--- start EXERCISE MATERIAL ---

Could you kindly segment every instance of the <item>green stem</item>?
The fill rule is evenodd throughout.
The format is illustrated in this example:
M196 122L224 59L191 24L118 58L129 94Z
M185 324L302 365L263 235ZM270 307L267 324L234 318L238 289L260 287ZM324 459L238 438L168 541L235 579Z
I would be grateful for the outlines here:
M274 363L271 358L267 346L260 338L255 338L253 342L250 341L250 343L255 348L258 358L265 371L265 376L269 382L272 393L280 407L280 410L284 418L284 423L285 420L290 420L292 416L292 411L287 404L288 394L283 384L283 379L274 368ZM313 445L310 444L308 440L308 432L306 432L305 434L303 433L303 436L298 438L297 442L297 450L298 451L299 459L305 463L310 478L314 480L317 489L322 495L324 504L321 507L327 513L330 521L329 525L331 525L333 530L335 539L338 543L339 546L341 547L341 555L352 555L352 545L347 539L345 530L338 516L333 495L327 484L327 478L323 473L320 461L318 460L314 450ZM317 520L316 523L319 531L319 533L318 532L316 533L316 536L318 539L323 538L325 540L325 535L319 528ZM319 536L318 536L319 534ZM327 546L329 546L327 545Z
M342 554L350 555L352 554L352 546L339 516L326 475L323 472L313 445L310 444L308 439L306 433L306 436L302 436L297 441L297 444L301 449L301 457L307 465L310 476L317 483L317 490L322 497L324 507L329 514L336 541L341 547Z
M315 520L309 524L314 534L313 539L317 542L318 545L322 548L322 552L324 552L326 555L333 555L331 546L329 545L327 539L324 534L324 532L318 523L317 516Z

--- end EXERCISE MATERIAL ---

• **SHORT TASK**
Write out all of the lines above as a numbered list, leaving out any blank lines.

• **RESPONSE FOR THIS EXERCISE**
1. Could you kindly segment every instance of the <item>green stem</item>?
2. The fill rule is evenodd throughout.
3. The format is illustrated in this example:
4. M196 122L224 59L191 24L118 58L129 94Z
5. M185 324L302 365L263 235ZM270 307L267 324L234 318L238 289L260 287ZM324 459L238 438L168 541L235 579Z
6. I would be grateful for the outlines here:
7. M274 363L271 358L267 346L260 338L255 338L253 342L250 341L250 343L255 348L258 358L265 371L265 376L269 382L272 393L280 407L280 410L284 418L284 423L285 420L290 420L292 416L292 411L287 404L288 394L283 384L283 379L274 368ZM313 445L310 444L308 440L308 432L306 432L305 434L303 433L303 436L298 438L297 442L297 450L298 451L299 459L305 463L310 478L314 480L317 489L322 495L324 504L321 507L327 513L330 521L329 525L331 525L333 530L335 539L338 543L339 546L341 547L341 555L352 555L352 545L347 539L345 530L338 516L333 495L327 484L327 478L323 473L320 461L318 460L314 450ZM317 520L316 523L319 531L319 533L318 532L316 533L316 536L318 539L323 538L325 540L325 535L319 528ZM319 536L318 536L319 534ZM327 546L329 546L327 545Z
8. M342 554L350 555L352 554L352 546L339 516L326 475L323 472L313 445L310 444L308 439L306 433L306 436L302 436L297 441L297 444L301 449L301 457L307 465L310 476L317 483L317 490L322 497L324 507L329 514L336 541L341 547Z
9. M315 520L309 524L314 534L313 539L317 542L318 545L322 548L322 552L324 552L326 555L333 555L331 546L329 545L327 539L324 534L324 532L318 523L317 516Z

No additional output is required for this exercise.